# Text passage
▼

Gardai attempted to escort him into the sanctuary of the dressing room at the finish but he remained until all the players had preceded him. Here was a performance not only of a high standard but one of common sense as well. Dundalk supporters, infinitely fewer in number, did not emerge with credit either. They raced at the gate in their compound like caged lions only to be driven back by Gardai.

They burned Linfield scarves and hurled missiles at the players when Warren Feeney put the Blues ahead in the 48th minute.

A cancer has crept into NI football which has been remarkably free of problems during these last 10 troubled years - a cancer based on bitter sectarianism. A cancer which could be terminal for the game.

Linfield can feel satisfied with a draw against a side with a solid defence and a midfield which created quite a few chances not accepted by the forwards. That goal, too, could count as double if the teams finish scoreless at the end of the second leg and - hopefully now - Linfield will qualify for the first round proper tie against Hibernian of Malta.

Peter Rafferty was supreme at the back. A colossus who dominated everything and whose heading ability at set pieces again proved devastating. Every time the ball was floated into the middle he rose like a diver surfacing from the depths.

Rafferty was the fulcrum of Linfield with his full backs John Garrett and Terry Hayes and central defender Peter Dornan all contributing a lot. Davy Nixon worked tirelessly in midfield but I was disappointed with Jonny Jameson in this department, with Colin McCurdy, much too slow in movement and thought at times, and Stephen McKee, a player who promised much but fulfilled little.

Lindsay McKeown helped the Blues gain control of midfield and if there had been a greater response from the strikers then the visitors could have left Dundalk with a convincing triumph.

Dundalk forwards were also shot shy. For instance Hilary Carlyle should have put his side ahead after five minutes; Terry Daly's cross floated into the goalmouth but Dornan, earlier injured, cleared off the line.

As for Linfield, a Feeney centre was knocked away by Paddy Dunning, a penalty claim when Jameson was brought down went unheeded and Rafferty headed a corner wide of the upright.

And so to half-time and the battle raging on the terracing. "Cool it," shouted the entire Linfield team as they pleaded with the mob from the touchline with the referee and the Dundalk players watching, wondering.

▲

[Stored entries]

▼

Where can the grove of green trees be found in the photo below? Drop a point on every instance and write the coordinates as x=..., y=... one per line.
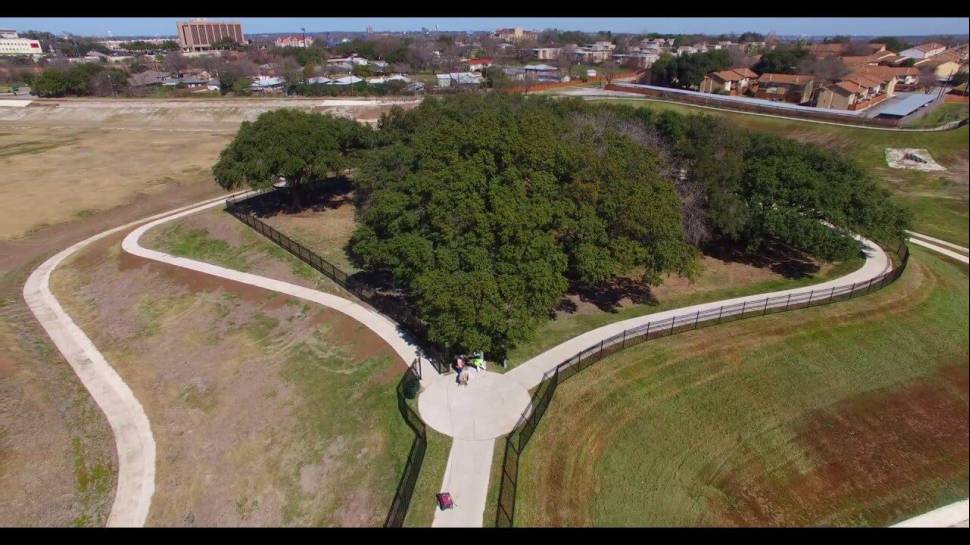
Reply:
x=80, y=80
x=688, y=71
x=485, y=209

▲

# Problems and tasks
1 - According to the match report, in which minute did Warren Feeney put the Blues ahead?
2 - List every Linfield midfield player the writer of the match report says he was disappointed with.
3 - Extend the match report past its last sentence.

# Responses in order
1 - The 48th minute.

2 - Jonny Jameson, Colin McCurdy, Stephen McKee

3 -
Off again - and within three minutes Linfield had scored. Feeney sprinted gazelle-like past Martin Lawlor to pick up a measured pass from McKee and as goalkeeper Ritchie Blackmore came out to cut the angle, he steered it over the line.

A second goal almost arrived when Kelly, attempting a clearance, nearly pushed it into his own net but 10 minutes from the end Dundalk equalised when Liam Devine, a substitute for Carlyle, headed Dunning's cross past George Dunlop who had played exceptionally well despite the constant bombardment by toilet rolls and more lethal missiles.

Two players were booked - McKee (Linfield) and Daley (Dundalk) - for fouls on opponents but it was not a roughhouse. Not by any means a match between two teams who deserve the plaudits of all for maintaining such a standard throughout a situation in which few players anywhere in the world would find themselves.

It was 10pm - almost an hour after the final whistle - when I strolled onto the pitch as Gardai collected their weapons of war - helmets, shields, batons and the stewards put away their sticks.

On the deserted stone-strewn terracing lay a crumpled Ulster flag. The Eire Tricolour on the unreserved stand which one fan had attempted to tear down was limp on the mast. Two sorry symbols of an island bathed in soccer shame by a few who, with apologies to Winston Churchill, have perpetrated so much anguish and pain on so many.

To leave Oriel Park, to get away from it all was such relief.

Like Coyle, like McLaughlin, I did feel sick. Most people did.

Dundalk: Blackmore, McConville, Martin Lawlor, Keeley, Dunning, Flanagan, Byrne, Mick Lawlor, Carlyle (Devine), Muckian, Daley.

Linfield: Dunlop, Garrett, Hayes, Jameson, Rafferty, Dornan, Nixon (Koch), McKeown, McCurdy, McKee, Feeney.